Materials provided:
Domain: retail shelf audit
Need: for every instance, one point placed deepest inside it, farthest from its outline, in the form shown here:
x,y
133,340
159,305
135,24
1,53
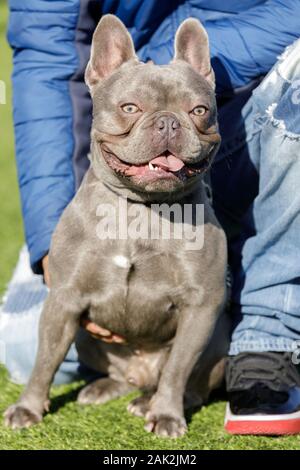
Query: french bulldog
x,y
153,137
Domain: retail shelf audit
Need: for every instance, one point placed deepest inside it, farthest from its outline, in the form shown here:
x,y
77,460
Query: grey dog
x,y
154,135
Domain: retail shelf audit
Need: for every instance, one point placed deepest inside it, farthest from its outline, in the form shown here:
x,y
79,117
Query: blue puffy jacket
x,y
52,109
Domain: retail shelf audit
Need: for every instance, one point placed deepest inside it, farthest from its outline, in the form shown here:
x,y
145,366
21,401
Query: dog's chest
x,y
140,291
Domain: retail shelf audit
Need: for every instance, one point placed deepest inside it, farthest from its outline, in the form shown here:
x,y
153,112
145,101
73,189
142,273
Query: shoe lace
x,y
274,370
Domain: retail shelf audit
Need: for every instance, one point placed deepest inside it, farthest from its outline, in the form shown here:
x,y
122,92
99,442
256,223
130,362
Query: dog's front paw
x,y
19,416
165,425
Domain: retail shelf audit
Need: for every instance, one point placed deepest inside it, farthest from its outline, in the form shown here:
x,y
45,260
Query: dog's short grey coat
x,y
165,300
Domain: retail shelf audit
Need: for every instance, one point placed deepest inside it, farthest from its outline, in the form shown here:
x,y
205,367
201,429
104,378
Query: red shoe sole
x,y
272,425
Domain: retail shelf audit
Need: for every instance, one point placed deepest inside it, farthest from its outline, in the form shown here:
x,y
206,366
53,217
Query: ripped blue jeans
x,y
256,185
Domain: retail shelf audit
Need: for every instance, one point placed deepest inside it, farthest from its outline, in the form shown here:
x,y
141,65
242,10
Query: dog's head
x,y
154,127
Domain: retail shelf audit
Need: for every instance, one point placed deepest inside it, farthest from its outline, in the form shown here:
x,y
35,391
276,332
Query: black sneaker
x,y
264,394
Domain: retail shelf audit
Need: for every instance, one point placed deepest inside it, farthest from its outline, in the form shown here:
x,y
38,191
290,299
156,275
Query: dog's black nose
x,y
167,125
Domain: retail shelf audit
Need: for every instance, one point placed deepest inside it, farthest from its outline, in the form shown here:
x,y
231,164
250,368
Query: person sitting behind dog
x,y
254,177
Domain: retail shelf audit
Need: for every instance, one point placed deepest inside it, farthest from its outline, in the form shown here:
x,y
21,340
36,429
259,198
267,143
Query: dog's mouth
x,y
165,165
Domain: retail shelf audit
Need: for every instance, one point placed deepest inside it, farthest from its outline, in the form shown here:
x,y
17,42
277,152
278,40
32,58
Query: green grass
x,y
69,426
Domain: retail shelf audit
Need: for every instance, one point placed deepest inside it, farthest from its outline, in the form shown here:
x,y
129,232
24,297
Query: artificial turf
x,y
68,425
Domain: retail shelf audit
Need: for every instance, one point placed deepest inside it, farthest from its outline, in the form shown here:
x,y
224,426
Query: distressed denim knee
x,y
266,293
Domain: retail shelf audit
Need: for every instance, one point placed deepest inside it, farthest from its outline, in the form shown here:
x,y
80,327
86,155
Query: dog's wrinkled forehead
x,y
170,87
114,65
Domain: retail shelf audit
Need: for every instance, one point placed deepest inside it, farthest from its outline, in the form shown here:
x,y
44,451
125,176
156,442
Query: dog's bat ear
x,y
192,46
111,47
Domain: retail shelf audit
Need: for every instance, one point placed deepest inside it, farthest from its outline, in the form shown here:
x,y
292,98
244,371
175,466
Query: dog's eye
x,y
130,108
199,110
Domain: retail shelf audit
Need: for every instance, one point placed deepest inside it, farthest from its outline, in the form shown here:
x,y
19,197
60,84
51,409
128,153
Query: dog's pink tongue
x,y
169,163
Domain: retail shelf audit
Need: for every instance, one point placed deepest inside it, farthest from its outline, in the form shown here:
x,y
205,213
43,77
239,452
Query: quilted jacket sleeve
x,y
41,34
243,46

---

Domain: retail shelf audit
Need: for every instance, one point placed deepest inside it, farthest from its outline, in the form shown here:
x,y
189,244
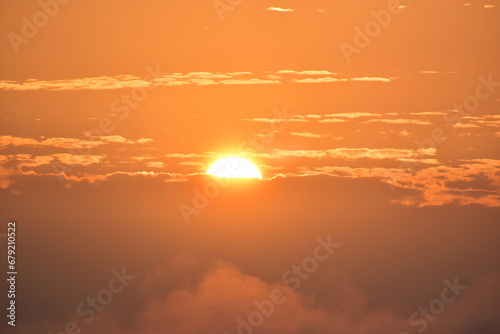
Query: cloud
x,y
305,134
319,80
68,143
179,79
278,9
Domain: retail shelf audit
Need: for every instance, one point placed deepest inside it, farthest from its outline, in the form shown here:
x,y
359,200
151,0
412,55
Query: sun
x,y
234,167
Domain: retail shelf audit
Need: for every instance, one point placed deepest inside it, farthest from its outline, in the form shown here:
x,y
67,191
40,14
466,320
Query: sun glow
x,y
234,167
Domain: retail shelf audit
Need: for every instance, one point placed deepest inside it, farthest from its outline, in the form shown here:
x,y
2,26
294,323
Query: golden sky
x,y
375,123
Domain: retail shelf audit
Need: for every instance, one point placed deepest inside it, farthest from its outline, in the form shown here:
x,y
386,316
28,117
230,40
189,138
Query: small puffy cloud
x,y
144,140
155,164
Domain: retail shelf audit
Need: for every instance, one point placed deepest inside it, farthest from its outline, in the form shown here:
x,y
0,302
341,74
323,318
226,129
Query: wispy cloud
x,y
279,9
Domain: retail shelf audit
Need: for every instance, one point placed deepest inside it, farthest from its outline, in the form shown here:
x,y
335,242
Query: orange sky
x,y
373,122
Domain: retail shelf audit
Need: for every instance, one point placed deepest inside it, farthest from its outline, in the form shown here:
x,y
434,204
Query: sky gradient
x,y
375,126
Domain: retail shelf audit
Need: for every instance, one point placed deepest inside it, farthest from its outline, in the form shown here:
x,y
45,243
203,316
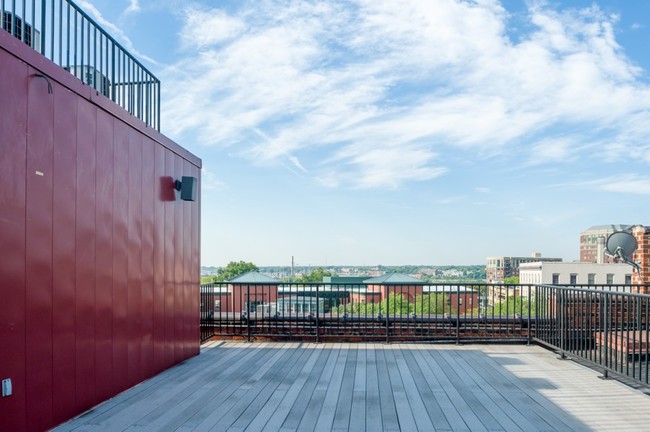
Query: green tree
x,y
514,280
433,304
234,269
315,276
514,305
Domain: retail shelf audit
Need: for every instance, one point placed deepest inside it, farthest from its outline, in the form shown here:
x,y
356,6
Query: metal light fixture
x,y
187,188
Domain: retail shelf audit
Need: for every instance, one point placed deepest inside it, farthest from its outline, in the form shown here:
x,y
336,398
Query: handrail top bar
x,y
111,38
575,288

--

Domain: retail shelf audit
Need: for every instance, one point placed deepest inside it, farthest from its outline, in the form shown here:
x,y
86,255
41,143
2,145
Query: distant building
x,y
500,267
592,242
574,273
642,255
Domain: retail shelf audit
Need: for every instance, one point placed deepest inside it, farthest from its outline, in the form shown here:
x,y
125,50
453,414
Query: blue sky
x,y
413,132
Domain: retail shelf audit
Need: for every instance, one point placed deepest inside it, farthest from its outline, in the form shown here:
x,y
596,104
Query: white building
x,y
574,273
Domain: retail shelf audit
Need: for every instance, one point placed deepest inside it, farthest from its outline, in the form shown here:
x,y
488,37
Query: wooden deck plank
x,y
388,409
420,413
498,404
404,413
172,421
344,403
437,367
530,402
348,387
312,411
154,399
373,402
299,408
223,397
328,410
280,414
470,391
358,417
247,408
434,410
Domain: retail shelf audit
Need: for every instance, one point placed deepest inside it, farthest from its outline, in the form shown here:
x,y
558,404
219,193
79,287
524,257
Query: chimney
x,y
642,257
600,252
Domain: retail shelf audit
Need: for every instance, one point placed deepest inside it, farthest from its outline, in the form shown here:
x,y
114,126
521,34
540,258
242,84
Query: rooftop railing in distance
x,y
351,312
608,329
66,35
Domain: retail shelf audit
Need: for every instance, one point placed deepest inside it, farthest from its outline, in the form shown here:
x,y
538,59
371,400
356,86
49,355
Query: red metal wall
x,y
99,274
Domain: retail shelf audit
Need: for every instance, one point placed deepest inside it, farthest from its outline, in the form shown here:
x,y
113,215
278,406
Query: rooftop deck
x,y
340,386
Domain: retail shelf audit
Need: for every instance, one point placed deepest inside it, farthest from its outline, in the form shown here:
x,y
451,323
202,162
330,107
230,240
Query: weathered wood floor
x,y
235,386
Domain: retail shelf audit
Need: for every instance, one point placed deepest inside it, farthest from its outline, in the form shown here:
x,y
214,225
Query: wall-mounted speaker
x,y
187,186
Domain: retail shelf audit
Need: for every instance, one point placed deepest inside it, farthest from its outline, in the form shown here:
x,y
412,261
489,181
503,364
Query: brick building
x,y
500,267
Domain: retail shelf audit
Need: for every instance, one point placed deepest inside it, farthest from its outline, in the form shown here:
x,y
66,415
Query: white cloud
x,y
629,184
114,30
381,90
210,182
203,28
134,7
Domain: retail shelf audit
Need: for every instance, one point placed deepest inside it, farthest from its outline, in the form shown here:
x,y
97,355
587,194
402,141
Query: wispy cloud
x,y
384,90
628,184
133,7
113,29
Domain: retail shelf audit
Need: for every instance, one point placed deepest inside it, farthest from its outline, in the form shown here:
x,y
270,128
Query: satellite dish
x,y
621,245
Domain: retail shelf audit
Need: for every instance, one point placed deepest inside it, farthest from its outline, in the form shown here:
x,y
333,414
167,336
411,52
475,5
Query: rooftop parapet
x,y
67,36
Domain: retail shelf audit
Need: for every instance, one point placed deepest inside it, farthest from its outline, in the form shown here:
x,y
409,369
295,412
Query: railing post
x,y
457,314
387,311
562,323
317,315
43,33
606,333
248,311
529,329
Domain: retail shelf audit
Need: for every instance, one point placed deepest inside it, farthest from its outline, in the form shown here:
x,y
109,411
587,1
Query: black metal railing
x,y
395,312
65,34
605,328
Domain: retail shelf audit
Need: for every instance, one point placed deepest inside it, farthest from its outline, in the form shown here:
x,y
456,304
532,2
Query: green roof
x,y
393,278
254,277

Problem statement: List every line in the records above that contains the word "building", matching case exactly.

Reply to the exercise:
Query: distant building
Query: white building
Query: brick building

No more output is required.